> Extract:
= Beginning of Section =

It's a general rule that it's easiest to change the predicted probability for subjects who are "on the margin;" i.e. those whose predicted probability starts near 0.5. However, this is a property of the logistic function, not the data. It is an assumption you make when you choose to run a logit model.

Multinomial Logit

Multinomial logit models can be even harder to interpret because the coefficients only compare two states. Clear Stata's memory and load the following data set, which was carefully constructed to illustrate the pitfalls of interpreting multinomial logit results:

use http://www.ssc.wisc.edu/sscc/pubs/files/margins_mlogit.dta

It contains two variables, an integer y that takes on the values 1, 2 and 3; and a continuous variable x. They are negatively correlated (cor y x).

Now run the following model:

mlogit y x

The coefficient of x for outcome 2 is negative, so it's tempting to say that as x increases the probability of y being 2 decreases. But in fact that's not the case, as the margins command will show you:

margins, dydx(x) predict(outcome(2))

The predict() options allows you to choose the response margins is examining. predict(outcome(2)) specifies that you're interested in the expected probability of outcome 2. And in fact the probability of outcome 2 increases with x, the derivative being 0.016.

How can that be? Recall that the coefficients given by mlogit only compare the probability of a given outcome with the base outcome. Thus the x coefficient of -5.34 for outcome 2 tells you that as x increases, observations are likely to move from outcome 2 to outcome 1. Meanwhile the x coefficient of -21.292 for outcome 3 tells you that as x increases observations are likely to move from outcome 3 to outcome 1. What it doesn't tell you is that as x increases observations also move from outcome 3 to outcome 2, and in fact that effect dominates the movement from 2 to 1.

You can see it if you change the base category of the regression:

mlogit y x, base(2)

Now the coefficients tell you about the probability of each outcome compared to outcome 2, and the fact that the negative x coefficient for outcome 3 is much larger (in absolute terms) than the positive x coefficient for outcome 1 indicates that increasing x increases the probability of outcome 2.

We strongly recommend using margins to explore what your regression results mean.

Last Revised: 2/14/2014

= End of Section =

> Instruction A:
In the multinomial logit tutorial, what is the derivative of the probability of outcome 2 with respect to x?
> Instruction B:
Edit the passage of the multinomial logit tutorial that begins with the words containing "margins, dydx(x) predict(outcome(2))" and ends with "derivative being 0.016.", replacing "expected probability" with "predicted probability".

[Items stored in a collection]
= Beginning of Section =

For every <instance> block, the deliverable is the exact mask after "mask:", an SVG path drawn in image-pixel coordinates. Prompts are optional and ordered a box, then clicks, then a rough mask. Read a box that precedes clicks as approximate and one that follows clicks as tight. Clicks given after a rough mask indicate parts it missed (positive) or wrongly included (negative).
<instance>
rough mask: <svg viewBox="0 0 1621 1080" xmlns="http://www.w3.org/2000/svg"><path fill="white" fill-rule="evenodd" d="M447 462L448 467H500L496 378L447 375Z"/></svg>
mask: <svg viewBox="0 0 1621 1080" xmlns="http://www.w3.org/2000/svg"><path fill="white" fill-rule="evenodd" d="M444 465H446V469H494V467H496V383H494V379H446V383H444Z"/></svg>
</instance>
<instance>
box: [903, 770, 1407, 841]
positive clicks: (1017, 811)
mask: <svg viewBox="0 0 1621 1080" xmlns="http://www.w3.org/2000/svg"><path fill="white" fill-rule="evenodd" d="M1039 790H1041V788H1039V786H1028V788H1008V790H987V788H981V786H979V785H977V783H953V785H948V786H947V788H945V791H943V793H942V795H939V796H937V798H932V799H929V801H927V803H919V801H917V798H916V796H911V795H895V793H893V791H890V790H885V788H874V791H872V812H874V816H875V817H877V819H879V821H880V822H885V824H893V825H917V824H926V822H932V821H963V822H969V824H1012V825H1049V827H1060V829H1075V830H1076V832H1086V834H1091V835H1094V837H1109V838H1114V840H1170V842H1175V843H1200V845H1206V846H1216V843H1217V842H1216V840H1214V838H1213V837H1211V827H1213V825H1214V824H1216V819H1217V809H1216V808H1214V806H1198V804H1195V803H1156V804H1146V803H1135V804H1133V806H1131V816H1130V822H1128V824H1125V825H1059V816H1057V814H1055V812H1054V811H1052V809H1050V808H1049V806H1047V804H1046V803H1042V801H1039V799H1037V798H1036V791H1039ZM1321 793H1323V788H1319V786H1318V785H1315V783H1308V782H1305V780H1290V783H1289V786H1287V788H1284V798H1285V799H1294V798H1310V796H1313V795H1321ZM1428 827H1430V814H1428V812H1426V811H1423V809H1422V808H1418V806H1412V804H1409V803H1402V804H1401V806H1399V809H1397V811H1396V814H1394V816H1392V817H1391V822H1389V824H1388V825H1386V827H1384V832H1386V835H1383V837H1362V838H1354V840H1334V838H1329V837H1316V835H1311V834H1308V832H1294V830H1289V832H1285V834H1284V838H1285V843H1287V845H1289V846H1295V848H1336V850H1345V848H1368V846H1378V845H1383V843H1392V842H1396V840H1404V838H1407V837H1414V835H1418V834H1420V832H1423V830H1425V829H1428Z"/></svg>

= End of Section =

> Result A:
0.016

> Result B:
margins, dydx(x) predict(outcome(2))

The predict() options allows you to choose the response margins is examining. predict(outcome(2)) specifies that you're interested in the predicted probability of outcome 2. And in fact the probability of outcome 2 increases with x, the derivative being 0.016.